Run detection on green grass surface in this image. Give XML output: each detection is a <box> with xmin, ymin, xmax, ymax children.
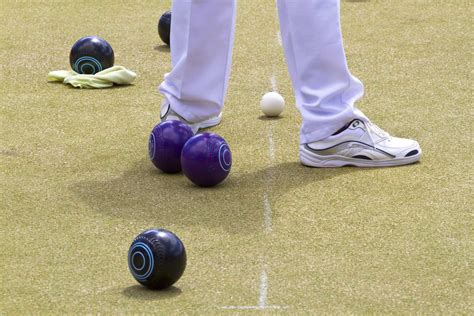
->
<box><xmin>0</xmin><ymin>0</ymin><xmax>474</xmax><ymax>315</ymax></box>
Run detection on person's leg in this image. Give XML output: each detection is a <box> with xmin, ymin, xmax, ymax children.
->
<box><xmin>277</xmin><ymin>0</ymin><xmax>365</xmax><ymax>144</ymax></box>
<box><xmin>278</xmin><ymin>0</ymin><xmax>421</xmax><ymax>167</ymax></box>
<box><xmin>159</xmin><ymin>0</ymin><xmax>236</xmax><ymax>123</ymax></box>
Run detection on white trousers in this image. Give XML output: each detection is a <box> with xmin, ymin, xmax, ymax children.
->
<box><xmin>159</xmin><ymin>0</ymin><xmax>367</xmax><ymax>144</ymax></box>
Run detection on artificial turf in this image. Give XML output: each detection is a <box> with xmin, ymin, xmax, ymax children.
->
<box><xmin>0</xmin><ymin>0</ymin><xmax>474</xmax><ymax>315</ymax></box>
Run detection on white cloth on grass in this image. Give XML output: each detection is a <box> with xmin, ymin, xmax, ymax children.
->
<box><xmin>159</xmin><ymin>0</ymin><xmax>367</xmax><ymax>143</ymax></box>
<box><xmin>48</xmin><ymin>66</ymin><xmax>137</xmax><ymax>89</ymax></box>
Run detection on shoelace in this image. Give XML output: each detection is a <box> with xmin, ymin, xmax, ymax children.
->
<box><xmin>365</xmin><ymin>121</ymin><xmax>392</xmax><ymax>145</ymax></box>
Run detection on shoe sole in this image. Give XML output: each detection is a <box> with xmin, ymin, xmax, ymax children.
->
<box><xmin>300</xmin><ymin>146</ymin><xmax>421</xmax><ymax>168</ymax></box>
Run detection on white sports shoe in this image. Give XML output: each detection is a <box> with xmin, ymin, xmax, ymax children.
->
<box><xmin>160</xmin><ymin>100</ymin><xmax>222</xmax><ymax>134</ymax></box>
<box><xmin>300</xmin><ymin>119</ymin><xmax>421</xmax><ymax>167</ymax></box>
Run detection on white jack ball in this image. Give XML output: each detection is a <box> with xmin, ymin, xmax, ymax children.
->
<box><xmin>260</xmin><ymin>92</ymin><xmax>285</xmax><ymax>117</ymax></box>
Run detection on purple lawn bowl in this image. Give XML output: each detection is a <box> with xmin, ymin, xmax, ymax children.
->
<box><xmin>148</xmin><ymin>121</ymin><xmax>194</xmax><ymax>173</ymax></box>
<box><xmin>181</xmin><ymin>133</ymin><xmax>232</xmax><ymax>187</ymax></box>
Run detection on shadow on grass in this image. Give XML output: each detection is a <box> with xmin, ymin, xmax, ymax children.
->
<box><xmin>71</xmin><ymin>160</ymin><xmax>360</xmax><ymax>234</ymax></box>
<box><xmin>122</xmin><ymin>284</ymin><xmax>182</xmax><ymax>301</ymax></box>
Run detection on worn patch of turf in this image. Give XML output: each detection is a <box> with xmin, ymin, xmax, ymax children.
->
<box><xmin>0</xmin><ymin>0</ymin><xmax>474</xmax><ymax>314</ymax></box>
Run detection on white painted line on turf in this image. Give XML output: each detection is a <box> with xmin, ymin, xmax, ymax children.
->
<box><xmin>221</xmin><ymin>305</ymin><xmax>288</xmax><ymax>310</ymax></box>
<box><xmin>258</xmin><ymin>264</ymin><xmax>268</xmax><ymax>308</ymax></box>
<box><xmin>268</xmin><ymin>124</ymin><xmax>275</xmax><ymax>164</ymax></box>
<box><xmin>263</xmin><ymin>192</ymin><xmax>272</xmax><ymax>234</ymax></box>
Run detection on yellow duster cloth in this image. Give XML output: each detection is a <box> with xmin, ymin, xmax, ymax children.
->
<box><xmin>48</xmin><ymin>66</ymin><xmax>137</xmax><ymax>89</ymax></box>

SET PROBLEM: Can you update all of the lines above by replacing each "Run detection on" with "Locate" and keeping everything else the same? Leave the pictures out of your version.

RESPONSE FOR THIS EXERCISE:
Locate green grass surface in this image. Give XML output: each detection is a <box> with xmin, ymin, xmax, ymax children.
->
<box><xmin>0</xmin><ymin>0</ymin><xmax>474</xmax><ymax>315</ymax></box>
Locate person's leg in this image. Give XML output: each detection is a <box> with xmin, ymin, xmax, ymax children.
->
<box><xmin>277</xmin><ymin>0</ymin><xmax>365</xmax><ymax>144</ymax></box>
<box><xmin>278</xmin><ymin>0</ymin><xmax>421</xmax><ymax>167</ymax></box>
<box><xmin>159</xmin><ymin>0</ymin><xmax>236</xmax><ymax>123</ymax></box>
Locate white trousers in this image. Give XML output: each detection is a <box> with xmin, ymin, xmax, ymax children.
->
<box><xmin>159</xmin><ymin>0</ymin><xmax>367</xmax><ymax>144</ymax></box>
Locate artificial turf in this image. Give XML output: each detection is a <box> with xmin, ymin, xmax, ymax children.
->
<box><xmin>0</xmin><ymin>0</ymin><xmax>474</xmax><ymax>315</ymax></box>
Locate white cloth on grass in this image. Give XML output: each detection is a <box> with xmin, ymin, xmax, ymax children.
->
<box><xmin>159</xmin><ymin>0</ymin><xmax>367</xmax><ymax>143</ymax></box>
<box><xmin>48</xmin><ymin>66</ymin><xmax>137</xmax><ymax>89</ymax></box>
Locate shoelace in this image. Give XML output: each detection is a <box> with xmin, ymin, xmax, ymax children.
->
<box><xmin>365</xmin><ymin>121</ymin><xmax>392</xmax><ymax>145</ymax></box>
Locate shoe sole in this image. Give XML output: each detection is a <box> with xmin, ymin, xmax, ymax children.
->
<box><xmin>300</xmin><ymin>146</ymin><xmax>421</xmax><ymax>168</ymax></box>
Locate white sports shoe in this image. Give XML output: each detection is a <box> with xmin, ymin, xmax, ymax children.
->
<box><xmin>160</xmin><ymin>100</ymin><xmax>222</xmax><ymax>134</ymax></box>
<box><xmin>300</xmin><ymin>119</ymin><xmax>421</xmax><ymax>167</ymax></box>
Locate white jack ball in this image. Give XML output: each detection is a <box> with xmin, ymin, xmax, ymax children.
->
<box><xmin>260</xmin><ymin>92</ymin><xmax>285</xmax><ymax>117</ymax></box>
Locate purple lawn bowl in this image. Give XML output: each detection is a <box> with xmin, ymin, xmax, ymax children.
->
<box><xmin>148</xmin><ymin>121</ymin><xmax>194</xmax><ymax>173</ymax></box>
<box><xmin>181</xmin><ymin>133</ymin><xmax>232</xmax><ymax>187</ymax></box>
Locate shadow on grass in this image. Give XML output: each detection is a <box> with xmin, ymin, xmax, ymax children.
->
<box><xmin>71</xmin><ymin>160</ymin><xmax>360</xmax><ymax>234</ymax></box>
<box><xmin>122</xmin><ymin>284</ymin><xmax>182</xmax><ymax>301</ymax></box>
Locate worn patch of turf in this image. Give XML output: each detection is a <box> with xmin, ymin, xmax, ymax children.
->
<box><xmin>0</xmin><ymin>0</ymin><xmax>474</xmax><ymax>314</ymax></box>
Locate white painted line on turf in this image. Give XML output: each detection is a <box> with xmin, ymin, xmax, ymax children.
->
<box><xmin>221</xmin><ymin>305</ymin><xmax>288</xmax><ymax>310</ymax></box>
<box><xmin>258</xmin><ymin>264</ymin><xmax>268</xmax><ymax>308</ymax></box>
<box><xmin>268</xmin><ymin>124</ymin><xmax>275</xmax><ymax>164</ymax></box>
<box><xmin>263</xmin><ymin>192</ymin><xmax>272</xmax><ymax>234</ymax></box>
Locate yellow duster cloth in this image. Give XML output: each detection is a <box> with xmin, ymin, xmax, ymax children.
->
<box><xmin>48</xmin><ymin>66</ymin><xmax>137</xmax><ymax>89</ymax></box>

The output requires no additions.